What this task involves:
A faithful transcription of all the records is required.
*** Exercise data ***
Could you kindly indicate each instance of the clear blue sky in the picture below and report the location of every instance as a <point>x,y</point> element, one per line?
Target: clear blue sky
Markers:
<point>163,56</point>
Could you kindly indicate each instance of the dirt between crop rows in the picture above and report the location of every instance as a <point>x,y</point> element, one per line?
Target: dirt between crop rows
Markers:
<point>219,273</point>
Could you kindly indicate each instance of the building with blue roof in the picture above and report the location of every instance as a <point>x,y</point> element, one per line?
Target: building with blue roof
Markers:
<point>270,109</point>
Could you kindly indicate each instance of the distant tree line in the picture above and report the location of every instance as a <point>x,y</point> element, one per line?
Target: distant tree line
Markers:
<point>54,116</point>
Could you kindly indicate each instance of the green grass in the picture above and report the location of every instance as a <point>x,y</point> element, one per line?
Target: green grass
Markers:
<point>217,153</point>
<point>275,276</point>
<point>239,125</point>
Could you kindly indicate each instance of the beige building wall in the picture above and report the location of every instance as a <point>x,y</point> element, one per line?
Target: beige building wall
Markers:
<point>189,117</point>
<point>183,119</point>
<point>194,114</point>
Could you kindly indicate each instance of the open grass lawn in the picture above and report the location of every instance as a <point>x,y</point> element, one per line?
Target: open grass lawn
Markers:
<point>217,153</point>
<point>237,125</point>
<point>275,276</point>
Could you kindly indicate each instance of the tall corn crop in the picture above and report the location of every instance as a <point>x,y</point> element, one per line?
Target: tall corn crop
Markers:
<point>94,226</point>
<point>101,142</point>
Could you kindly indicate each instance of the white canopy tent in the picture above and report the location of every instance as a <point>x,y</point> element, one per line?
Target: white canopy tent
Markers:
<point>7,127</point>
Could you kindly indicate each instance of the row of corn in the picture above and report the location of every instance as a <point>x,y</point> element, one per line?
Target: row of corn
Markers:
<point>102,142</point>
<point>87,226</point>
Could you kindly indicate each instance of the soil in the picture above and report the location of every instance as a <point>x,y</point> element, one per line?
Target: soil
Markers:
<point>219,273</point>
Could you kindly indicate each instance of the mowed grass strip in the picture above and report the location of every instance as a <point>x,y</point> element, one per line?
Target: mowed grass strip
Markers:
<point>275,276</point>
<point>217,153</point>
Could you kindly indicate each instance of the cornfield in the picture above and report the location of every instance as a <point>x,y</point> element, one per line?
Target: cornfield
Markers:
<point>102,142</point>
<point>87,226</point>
*** End of Exercise data ***
Answer section:
Could you kindly indicate each instance of the clear blue sky in the picture below and report the location of every instance as a <point>x,y</point> element, one per line?
Target: clear blue sky
Markers:
<point>163,56</point>
Could you kindly indicate each instance of the dirt between crop rows in the picture above and report the location of every instance as a <point>x,y</point> element, one per line?
Target: dirt between crop rows
Markers:
<point>219,273</point>
Could you kindly indicate each instance of the building with blue roof in the picture above and report the location of every instance as a <point>x,y</point> element, one per line?
Target: building with blue roof
Markers:
<point>270,109</point>
Could you kindly indicate each instance of the distant tree line in the picture above and report the location of every instance as a <point>x,y</point> element, one per line?
Target: distant tree line
Markers:
<point>54,116</point>
Could you kindly indicate each instance of the green grass in the picture above and report the location of every instance as a <point>x,y</point> element, one per line?
Target: green grass
Markers:
<point>217,153</point>
<point>275,276</point>
<point>239,125</point>
Could you kindly indicate each instance of the beige building wall in the picture above and report the location of every instance as a <point>x,y</point> element, one per line?
Target: beige building wall
Markers:
<point>189,117</point>
<point>183,119</point>
<point>194,114</point>
Could you kindly indicate each instance of the open grass lawn in the picture above and report the location of every instance as a <point>x,y</point> element, one per line?
Target: open grass lawn
Markers:
<point>217,153</point>
<point>237,125</point>
<point>275,276</point>
Could you kindly indicate each instance of the tall corn crop in the picture above and report the location of every instance as a <point>x,y</point> element, one per line?
Target: tall corn crop
Markers:
<point>94,226</point>
<point>101,142</point>
Could you kindly indicate each instance of the white canopy tent in the picture above and report the location of every instance as a <point>x,y</point> element, one per line?
Target: white canopy tent
Markers:
<point>7,127</point>
Could you kindly indicate each instance of the row of corn in the picture above and report the location of every instance as a <point>x,y</point> element, one per line?
Target: row of corn
Markers:
<point>102,142</point>
<point>87,226</point>
Could you kindly indicate each instance of the soil in the picture above and report the location of every instance as a <point>x,y</point> element, one per line?
Target: soil
Markers:
<point>219,273</point>
Could you kindly indicate each instance of the mowed grass strip in the picture above and report the location of every instance as a <point>x,y</point> element, one per line?
Target: mowed grass strip
Markers:
<point>275,276</point>
<point>217,153</point>
Could you kindly indicate each instance of the cornfield in the picture above and report the location of every instance as a <point>x,y</point> element, one per line?
Target: cornfield
Markers:
<point>102,142</point>
<point>87,226</point>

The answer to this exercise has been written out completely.